Render every line of the data below as a Markdown table with the columns Row and Line, one numbered row per line. Omit blank lines and leave the pictures out.

Provided entries:
----
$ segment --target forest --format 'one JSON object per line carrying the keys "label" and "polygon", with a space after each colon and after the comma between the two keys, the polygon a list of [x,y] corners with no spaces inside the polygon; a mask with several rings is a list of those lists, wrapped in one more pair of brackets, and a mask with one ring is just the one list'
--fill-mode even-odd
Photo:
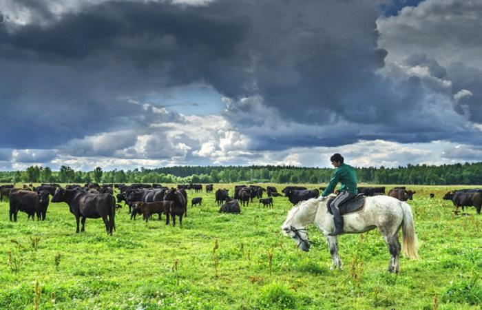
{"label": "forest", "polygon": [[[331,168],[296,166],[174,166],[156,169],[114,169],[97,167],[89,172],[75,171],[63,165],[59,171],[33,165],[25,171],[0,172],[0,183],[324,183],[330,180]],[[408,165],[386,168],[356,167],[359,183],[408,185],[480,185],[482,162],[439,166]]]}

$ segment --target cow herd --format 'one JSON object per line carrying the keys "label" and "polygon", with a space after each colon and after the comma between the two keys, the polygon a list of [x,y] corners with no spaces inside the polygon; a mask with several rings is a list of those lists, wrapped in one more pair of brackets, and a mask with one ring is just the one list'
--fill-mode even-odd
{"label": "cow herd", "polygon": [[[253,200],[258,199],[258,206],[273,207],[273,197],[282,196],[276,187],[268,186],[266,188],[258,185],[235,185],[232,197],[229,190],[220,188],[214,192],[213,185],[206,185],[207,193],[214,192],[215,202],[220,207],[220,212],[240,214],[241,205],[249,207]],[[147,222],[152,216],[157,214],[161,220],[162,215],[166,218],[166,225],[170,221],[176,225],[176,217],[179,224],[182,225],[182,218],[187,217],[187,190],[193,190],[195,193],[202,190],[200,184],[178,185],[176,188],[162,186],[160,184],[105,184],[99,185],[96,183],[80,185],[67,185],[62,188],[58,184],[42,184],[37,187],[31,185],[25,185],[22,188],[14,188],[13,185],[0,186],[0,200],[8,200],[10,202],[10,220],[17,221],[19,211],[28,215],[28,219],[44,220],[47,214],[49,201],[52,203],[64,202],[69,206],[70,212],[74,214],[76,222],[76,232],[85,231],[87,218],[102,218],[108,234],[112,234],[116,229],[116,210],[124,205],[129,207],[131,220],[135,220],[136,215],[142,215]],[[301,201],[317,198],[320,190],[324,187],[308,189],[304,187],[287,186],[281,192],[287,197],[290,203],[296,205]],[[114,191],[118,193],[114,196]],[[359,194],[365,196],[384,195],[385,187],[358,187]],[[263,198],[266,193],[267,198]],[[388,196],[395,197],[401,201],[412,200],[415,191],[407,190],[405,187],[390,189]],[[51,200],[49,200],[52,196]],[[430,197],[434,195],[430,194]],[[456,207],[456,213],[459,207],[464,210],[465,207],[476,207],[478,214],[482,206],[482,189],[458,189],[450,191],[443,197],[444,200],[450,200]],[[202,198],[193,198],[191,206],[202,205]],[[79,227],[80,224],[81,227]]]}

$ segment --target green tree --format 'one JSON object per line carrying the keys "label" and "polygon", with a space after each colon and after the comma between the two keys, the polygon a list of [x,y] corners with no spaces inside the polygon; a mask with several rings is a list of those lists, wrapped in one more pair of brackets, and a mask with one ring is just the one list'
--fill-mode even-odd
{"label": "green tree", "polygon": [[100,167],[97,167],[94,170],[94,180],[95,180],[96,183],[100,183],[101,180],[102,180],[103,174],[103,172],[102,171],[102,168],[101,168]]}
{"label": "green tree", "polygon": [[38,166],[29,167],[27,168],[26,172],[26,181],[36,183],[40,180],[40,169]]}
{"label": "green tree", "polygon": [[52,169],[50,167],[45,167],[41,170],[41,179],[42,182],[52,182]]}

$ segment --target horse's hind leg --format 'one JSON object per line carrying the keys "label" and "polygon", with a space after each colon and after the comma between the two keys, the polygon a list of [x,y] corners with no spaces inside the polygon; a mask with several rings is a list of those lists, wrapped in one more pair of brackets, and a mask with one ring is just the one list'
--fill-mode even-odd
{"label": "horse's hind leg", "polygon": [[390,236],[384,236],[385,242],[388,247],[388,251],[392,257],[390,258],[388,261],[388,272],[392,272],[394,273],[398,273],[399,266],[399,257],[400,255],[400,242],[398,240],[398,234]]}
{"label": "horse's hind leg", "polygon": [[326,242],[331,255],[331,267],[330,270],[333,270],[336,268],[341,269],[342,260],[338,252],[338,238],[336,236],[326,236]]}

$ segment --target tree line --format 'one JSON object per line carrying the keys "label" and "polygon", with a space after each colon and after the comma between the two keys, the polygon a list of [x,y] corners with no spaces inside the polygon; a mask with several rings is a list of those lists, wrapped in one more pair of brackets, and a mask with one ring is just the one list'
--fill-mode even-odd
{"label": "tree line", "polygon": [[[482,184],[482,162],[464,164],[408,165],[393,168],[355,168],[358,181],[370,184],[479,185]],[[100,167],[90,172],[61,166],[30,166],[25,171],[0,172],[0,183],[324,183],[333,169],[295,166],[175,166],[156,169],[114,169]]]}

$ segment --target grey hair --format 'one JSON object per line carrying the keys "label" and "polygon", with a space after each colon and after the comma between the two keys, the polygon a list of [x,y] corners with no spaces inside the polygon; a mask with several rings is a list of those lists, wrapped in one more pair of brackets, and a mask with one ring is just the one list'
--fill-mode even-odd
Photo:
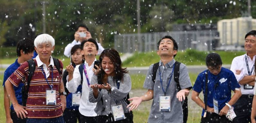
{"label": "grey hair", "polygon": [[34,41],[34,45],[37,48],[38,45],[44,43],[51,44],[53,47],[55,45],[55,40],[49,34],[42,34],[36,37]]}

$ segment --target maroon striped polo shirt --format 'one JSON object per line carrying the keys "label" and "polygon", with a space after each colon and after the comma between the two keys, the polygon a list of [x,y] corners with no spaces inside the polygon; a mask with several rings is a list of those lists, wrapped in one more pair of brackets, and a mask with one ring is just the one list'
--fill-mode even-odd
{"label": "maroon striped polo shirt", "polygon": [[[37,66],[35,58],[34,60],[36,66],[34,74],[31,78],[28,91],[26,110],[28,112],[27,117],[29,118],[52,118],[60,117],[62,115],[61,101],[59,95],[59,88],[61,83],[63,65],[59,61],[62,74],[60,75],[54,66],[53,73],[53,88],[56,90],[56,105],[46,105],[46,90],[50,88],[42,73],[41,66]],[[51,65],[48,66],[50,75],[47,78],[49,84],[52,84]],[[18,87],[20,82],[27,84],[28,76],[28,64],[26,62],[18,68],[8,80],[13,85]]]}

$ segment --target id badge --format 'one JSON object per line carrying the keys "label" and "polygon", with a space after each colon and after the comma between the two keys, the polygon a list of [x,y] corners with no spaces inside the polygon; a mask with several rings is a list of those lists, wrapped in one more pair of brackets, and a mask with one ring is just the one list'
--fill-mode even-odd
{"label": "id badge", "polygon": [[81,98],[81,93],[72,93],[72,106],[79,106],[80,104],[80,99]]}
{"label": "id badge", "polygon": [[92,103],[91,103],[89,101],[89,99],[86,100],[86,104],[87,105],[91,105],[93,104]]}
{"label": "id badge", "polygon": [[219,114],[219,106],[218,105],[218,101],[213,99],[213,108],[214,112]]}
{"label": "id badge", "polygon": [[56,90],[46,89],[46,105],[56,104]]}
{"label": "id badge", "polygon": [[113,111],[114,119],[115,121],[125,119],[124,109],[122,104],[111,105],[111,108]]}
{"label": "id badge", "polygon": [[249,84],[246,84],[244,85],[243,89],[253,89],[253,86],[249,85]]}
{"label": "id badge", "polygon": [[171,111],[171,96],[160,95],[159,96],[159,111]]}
----
Response for this exercise:
| Row | Line |
|---|---|
| 1 | $ segment --target forest --format 'one JSON object per line carrying the keys "label" and "polygon", with a space after each colon and after the comma between the two keys, the polygon a list of [x,y] corners with no spaces inside the polygon; a mask with several rings is a list of those lists, wrapped in one more pair of brackets, and a mask with one ring is just the one list' |
| 2 | --fill-mode even-odd |
| 3 | Photo: |
| 4 | {"label": "forest", "polygon": [[[331,168],[296,166],[174,166],[156,169],[114,169],[97,167],[89,172],[75,171],[63,165],[59,171],[33,165],[25,171],[0,172],[0,183],[324,183],[330,180]],[[408,165],[386,168],[356,167],[359,183],[408,185],[480,185],[482,162],[439,166]]]} |
| 5 | $ segment --target cow herd --format 'one JSON object per line carrying the keys "label" and "polygon", with a space after each colon and after the comma between the two keys, the polygon a list of [x,y] corners with no spaces inside the polygon; a mask with several rings is a list of those lists, wrapped in one more pair of brackets, and a mask with one ring is just the one list' |
| 6 | --fill-mode even-odd |
| 7 | {"label": "cow herd", "polygon": [[[253,200],[258,199],[258,206],[273,207],[273,197],[282,196],[276,187],[268,186],[266,188],[258,185],[235,185],[232,197],[229,190],[220,188],[214,192],[213,185],[206,185],[207,193],[214,192],[215,202],[220,207],[220,212],[240,214],[241,205],[249,207]],[[147,222],[152,216],[157,214],[161,220],[162,215],[166,218],[166,225],[170,221],[176,225],[176,217],[179,224],[182,225],[182,218],[187,217],[187,190],[193,190],[195,193],[202,190],[200,184],[178,185],[176,188],[162,186],[160,184],[105,184],[99,185],[96,183],[80,185],[67,185],[62,188],[58,184],[42,184],[37,187],[31,185],[25,185],[22,188],[14,188],[13,185],[0,186],[0,200],[8,200],[10,202],[10,220],[17,221],[19,211],[28,215],[28,219],[44,220],[47,214],[49,201],[52,203],[64,202],[69,206],[70,212],[74,214],[76,222],[76,232],[85,231],[87,218],[102,218],[108,234],[112,234],[116,229],[116,210],[124,205],[129,207],[131,220],[135,220],[136,215],[142,215]],[[301,201],[317,198],[320,190],[324,187],[308,189],[304,187],[287,186],[281,192],[287,197],[290,203],[296,205]],[[114,191],[118,193],[114,196]],[[359,194],[365,196],[384,195],[385,187],[358,187]],[[263,198],[266,193],[267,198]],[[388,196],[395,197],[401,201],[412,200],[415,191],[407,190],[405,187],[390,189]],[[51,200],[49,200],[52,196]],[[430,197],[434,195],[430,194]],[[456,207],[456,213],[459,207],[464,210],[465,207],[476,207],[478,214],[482,206],[482,189],[458,189],[450,191],[443,197],[444,200],[450,200]],[[202,198],[193,198],[191,206],[202,205]],[[79,227],[80,224],[81,227]]]} |
| 8 | $ segment --target green tree --format 'one JSON object per line carrying the keys "label" and "polygon", with a space after each colon and after the comma between the two keys, the polygon a list of [x,y] corners with no spaces inside the polygon; a mask with several rings is a list of those lists, wrapped in one more pair of brackets, and a mask with one ring is just the one list' |
| 9 | --fill-mode even-odd |
| 10 | {"label": "green tree", "polygon": [[100,167],[97,167],[94,170],[94,180],[95,180],[96,183],[100,183],[101,180],[102,180],[103,174],[103,172],[102,171],[102,168],[101,168]]} |
| 11 | {"label": "green tree", "polygon": [[38,166],[29,167],[27,168],[26,172],[26,181],[36,183],[40,180],[40,169]]} |
| 12 | {"label": "green tree", "polygon": [[52,169],[50,167],[45,167],[41,170],[41,179],[42,182],[52,182]]} |
| 13 | $ segment --target horse's hind leg --format 'one JSON object per line carrying the keys "label" and "polygon", with a space after each colon and after the comma between the two keys, the polygon a list of [x,y] corners with no spaces inside the polygon; a mask with several rings is a list of those lists, wrapped in one more pair of brackets, and a mask with one ring is just the one list' |
| 14 | --fill-mode even-odd |
| 15 | {"label": "horse's hind leg", "polygon": [[390,236],[384,236],[385,242],[388,247],[388,251],[392,257],[390,258],[388,261],[388,272],[392,272],[394,273],[398,273],[399,266],[399,257],[400,255],[400,242],[398,240],[398,234]]} |
| 16 | {"label": "horse's hind leg", "polygon": [[326,242],[331,255],[331,267],[330,270],[333,270],[336,268],[341,269],[342,260],[338,252],[338,238],[336,236],[326,236]]} |
| 17 | $ segment --target tree line --format 'one JSON object per line carrying the keys "label" and "polygon", with a space after each colon and after the comma between the two keys, the polygon a list of [x,y] corners with no spaces inside the polygon; a mask with several rings is a list of those lists, wrapped in one more pair of brackets, and a mask with one ring is just the one list' |
| 18 | --fill-mode even-odd |
| 19 | {"label": "tree line", "polygon": [[[482,184],[482,162],[464,164],[408,165],[393,168],[355,168],[358,181],[370,184],[479,185]],[[100,167],[90,172],[61,166],[30,166],[25,171],[0,172],[0,183],[324,183],[333,169],[295,166],[175,166],[156,169],[114,169]]]} |
| 20 | $ segment --target grey hair --format 'one JSON object per line carrying the keys "label" and "polygon", with a space after each colon and after the comma between the two keys, the polygon a list of [x,y] corners with no spaces inside the polygon; a mask with several rings is a list of those lists, wrapped in one more pair of brackets, and a mask with one ring is just the one list' |
| 21 | --fill-mode even-odd |
| 22 | Photo: |
| 23 | {"label": "grey hair", "polygon": [[34,41],[34,45],[37,48],[38,45],[44,43],[51,44],[53,47],[55,45],[55,40],[49,34],[42,34],[36,37]]} |
| 24 | $ segment --target maroon striped polo shirt --format 'one JSON object per line carrying the keys "label" and "polygon", with a space after each colon and after the comma between the two keys, the polygon a list of [x,y] corners with no spaces inside the polygon; a mask with several rings is a list of those lists, wrapped in one more pair of brackets, and a mask with one ring is just the one list' |
| 25 | --fill-mode even-odd |
| 26 | {"label": "maroon striped polo shirt", "polygon": [[[37,66],[35,58],[34,60],[36,66],[34,74],[31,78],[28,91],[26,110],[28,112],[27,117],[29,118],[52,118],[60,117],[62,115],[61,101],[59,95],[59,88],[61,83],[63,65],[59,61],[62,74],[60,75],[54,66],[53,73],[53,88],[56,90],[56,105],[46,105],[46,90],[50,88],[42,73],[41,66]],[[51,65],[48,66],[50,75],[47,78],[49,84],[52,84]],[[18,87],[20,82],[27,84],[28,76],[28,64],[26,62],[18,68],[8,80],[13,85]]]} |
| 27 | $ segment --target id badge --format 'one JSON object per line carrying the keys "label" and "polygon", with a space after each colon and after the comma between the two keys, the polygon a list of [x,y] corners with no spaces inside the polygon; a mask with several rings is a list of those lists, wrapped in one more pair of brackets, and a mask with one ring is just the one list' |
| 28 | --fill-mode even-odd |
| 29 | {"label": "id badge", "polygon": [[81,98],[81,93],[72,93],[72,106],[79,106],[80,104],[80,99]]} |
| 30 | {"label": "id badge", "polygon": [[92,103],[91,103],[89,101],[89,99],[86,100],[86,104],[87,105],[91,105],[93,104]]} |
| 31 | {"label": "id badge", "polygon": [[219,114],[219,106],[218,105],[218,101],[213,99],[213,108],[214,112]]} |
| 32 | {"label": "id badge", "polygon": [[56,90],[46,89],[46,105],[56,104]]} |
| 33 | {"label": "id badge", "polygon": [[113,111],[114,119],[115,121],[125,119],[124,109],[122,104],[111,105],[111,108]]} |
| 34 | {"label": "id badge", "polygon": [[249,84],[246,84],[244,85],[243,89],[253,89],[253,86],[249,85]]} |
| 35 | {"label": "id badge", "polygon": [[171,111],[171,96],[160,95],[159,96],[159,111]]} |